> **Exercise**:
Starting with the line that contains "Target: road", copy every line through the end of the data below, exactly and with nothing added.

Data extracted from a collection:
--------------------------------
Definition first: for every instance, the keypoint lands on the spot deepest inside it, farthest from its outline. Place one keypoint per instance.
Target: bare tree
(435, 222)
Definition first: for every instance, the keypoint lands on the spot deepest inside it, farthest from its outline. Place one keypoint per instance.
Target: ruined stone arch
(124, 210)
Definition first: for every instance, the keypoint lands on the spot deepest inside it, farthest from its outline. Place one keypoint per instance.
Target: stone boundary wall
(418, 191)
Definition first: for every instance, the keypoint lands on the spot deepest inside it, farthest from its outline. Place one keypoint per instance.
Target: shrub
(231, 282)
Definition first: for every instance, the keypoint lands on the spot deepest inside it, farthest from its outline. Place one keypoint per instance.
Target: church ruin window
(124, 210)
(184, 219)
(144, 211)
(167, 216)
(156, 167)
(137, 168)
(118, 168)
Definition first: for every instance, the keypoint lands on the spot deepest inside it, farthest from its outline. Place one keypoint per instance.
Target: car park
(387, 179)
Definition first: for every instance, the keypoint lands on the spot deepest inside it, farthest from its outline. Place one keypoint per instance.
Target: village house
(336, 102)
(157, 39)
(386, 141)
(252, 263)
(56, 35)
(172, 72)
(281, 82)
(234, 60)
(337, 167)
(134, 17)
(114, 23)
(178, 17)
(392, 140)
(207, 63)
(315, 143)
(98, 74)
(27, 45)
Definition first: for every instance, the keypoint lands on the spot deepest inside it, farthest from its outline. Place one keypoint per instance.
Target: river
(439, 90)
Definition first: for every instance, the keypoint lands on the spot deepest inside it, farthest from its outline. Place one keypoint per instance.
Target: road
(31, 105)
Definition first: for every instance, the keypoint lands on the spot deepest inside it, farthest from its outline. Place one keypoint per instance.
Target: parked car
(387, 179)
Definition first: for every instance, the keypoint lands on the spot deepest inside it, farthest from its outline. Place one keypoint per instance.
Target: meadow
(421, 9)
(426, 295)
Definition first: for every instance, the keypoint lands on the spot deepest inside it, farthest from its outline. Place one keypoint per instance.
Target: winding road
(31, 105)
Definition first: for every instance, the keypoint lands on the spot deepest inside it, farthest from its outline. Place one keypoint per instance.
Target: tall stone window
--------------------------------
> **Output of the task**:
Target: road
(31, 105)
Definition first: for every instance, the keypoint lands on the spot deepest inside it, farthest from its outline. Place one keypoint per instance.
Target: parked car
(387, 179)
Definition first: for every instance, the keypoint lands on the spot deepest inside it, farthest from its outline. Place one keypoint per instance.
Target: meadow
(421, 9)
(426, 295)
Definition first: for every instance, the keypoint lands on the spot deepest inside it, farthest from its outline. Place one keypoint per instance.
Target: winding road
(31, 105)
Definition first: for every instance, the keypoint lands on the spot deepest inside it, farthest from its outline. Place one keypoint per instance.
Target: tall stone window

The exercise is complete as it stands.